Reproduce the rows below, substituting "coarse mask" for every occurrence of "rough mask" and leaving everything else unchanged.

[Stored dataset items]
########################################
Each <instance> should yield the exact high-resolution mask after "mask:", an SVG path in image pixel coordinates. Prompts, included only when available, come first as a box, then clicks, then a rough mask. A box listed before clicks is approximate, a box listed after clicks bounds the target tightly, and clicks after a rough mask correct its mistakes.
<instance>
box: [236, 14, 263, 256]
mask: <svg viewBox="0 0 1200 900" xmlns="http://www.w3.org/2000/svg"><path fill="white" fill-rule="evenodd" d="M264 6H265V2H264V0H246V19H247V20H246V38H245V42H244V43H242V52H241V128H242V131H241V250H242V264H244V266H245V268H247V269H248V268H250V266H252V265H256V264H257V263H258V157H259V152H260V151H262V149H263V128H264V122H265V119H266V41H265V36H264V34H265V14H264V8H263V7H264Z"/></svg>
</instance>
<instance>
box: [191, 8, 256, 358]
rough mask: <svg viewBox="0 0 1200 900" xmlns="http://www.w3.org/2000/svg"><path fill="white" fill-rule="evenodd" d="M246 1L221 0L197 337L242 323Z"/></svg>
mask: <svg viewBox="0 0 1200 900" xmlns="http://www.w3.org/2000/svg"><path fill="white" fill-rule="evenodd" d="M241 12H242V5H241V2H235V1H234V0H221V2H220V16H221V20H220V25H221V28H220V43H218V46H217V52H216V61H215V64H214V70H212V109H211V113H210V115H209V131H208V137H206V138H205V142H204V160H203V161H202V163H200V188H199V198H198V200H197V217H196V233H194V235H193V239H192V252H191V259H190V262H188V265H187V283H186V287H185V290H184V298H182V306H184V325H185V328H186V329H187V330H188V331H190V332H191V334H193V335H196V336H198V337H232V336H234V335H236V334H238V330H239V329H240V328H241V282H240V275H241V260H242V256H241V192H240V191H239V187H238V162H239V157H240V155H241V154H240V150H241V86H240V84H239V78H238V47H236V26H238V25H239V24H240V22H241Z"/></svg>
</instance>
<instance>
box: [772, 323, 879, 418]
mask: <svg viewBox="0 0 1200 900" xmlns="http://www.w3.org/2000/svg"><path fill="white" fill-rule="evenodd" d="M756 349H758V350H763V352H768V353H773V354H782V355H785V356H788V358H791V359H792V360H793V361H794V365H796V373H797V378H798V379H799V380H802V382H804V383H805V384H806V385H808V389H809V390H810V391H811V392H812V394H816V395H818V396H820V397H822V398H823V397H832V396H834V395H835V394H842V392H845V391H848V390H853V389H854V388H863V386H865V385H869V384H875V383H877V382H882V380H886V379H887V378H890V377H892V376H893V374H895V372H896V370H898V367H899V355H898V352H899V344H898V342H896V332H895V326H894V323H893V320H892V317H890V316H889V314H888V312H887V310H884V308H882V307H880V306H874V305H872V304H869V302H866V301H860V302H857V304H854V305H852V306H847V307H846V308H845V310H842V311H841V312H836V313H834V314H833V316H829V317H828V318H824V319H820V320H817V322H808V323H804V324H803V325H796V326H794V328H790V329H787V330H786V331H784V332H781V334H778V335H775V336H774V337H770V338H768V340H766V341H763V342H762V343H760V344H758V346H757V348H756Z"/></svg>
########################################
:: WRITTEN RESPONSE ::
Each <instance> should yield the exact high-resolution mask after "mask:", an SVG path in image pixel coordinates. Prompts, included only when available, come first as a box, then clicks, then a coarse mask. A box listed before clicks is approximate, a box listed after clicks bounds the target tightly, and clicks after a coarse mask correct its mistakes.
<instance>
box: [236, 14, 263, 256]
mask: <svg viewBox="0 0 1200 900" xmlns="http://www.w3.org/2000/svg"><path fill="white" fill-rule="evenodd" d="M264 6H265V2H264V0H246V19H247V20H246V38H245V42H244V43H242V52H241V128H242V131H241V250H242V264H244V266H245V268H247V269H248V268H250V266H252V265H256V264H257V263H258V157H259V152H260V151H262V149H263V128H264V122H265V119H266V41H265V36H264V34H265V14H264V8H263V7H264Z"/></svg>
</instance>
<instance>
box: [191, 8, 256, 358]
coarse mask: <svg viewBox="0 0 1200 900" xmlns="http://www.w3.org/2000/svg"><path fill="white" fill-rule="evenodd" d="M246 1L221 0L197 337L242 323Z"/></svg>
mask: <svg viewBox="0 0 1200 900" xmlns="http://www.w3.org/2000/svg"><path fill="white" fill-rule="evenodd" d="M241 12H242V5H241V2H235V1H234V0H221V2H220V16H221V20H220V25H221V28H220V43H218V46H217V52H216V61H215V64H214V70H212V109H211V113H210V115H209V131H208V137H206V138H205V142H204V160H203V161H202V163H200V188H199V198H198V200H197V217H196V233H194V235H193V239H192V252H191V259H190V262H188V265H187V283H186V287H185V290H184V298H182V306H184V325H185V328H186V329H187V330H188V331H190V332H191V334H193V335H196V336H198V337H232V336H234V335H236V334H238V330H239V329H240V328H241V282H240V275H241V260H242V256H241V192H240V191H239V187H238V162H239V157H240V155H241V154H240V150H241V86H240V84H239V78H238V47H236V26H238V25H239V24H240V22H241Z"/></svg>
</instance>
<instance>
box: [772, 323, 879, 418]
mask: <svg viewBox="0 0 1200 900" xmlns="http://www.w3.org/2000/svg"><path fill="white" fill-rule="evenodd" d="M756 349H758V350H763V352H768V353H773V354H782V355H785V356H788V358H791V359H792V360H793V361H794V365H796V373H797V378H798V379H799V380H802V382H804V383H805V384H806V385H808V389H809V390H810V391H811V392H812V394H816V395H818V396H820V397H822V398H823V397H832V396H834V395H835V394H842V392H845V391H848V390H853V389H854V388H863V386H865V385H869V384H875V383H877V382H882V380H886V379H887V378H890V377H892V376H893V374H895V372H896V370H898V367H899V355H898V352H899V344H898V342H896V332H895V326H894V323H893V320H892V317H890V316H889V314H888V312H887V310H884V308H882V307H880V306H874V305H872V304H869V302H866V301H860V302H857V304H854V305H852V306H847V307H846V308H845V310H842V311H841V312H836V313H834V314H833V316H829V317H828V318H824V319H820V320H817V322H808V323H804V324H803V325H796V326H794V328H790V329H787V330H786V331H784V332H781V334H778V335H775V336H774V337H770V338H768V340H766V341H763V342H762V343H760V344H758V346H757V348H756Z"/></svg>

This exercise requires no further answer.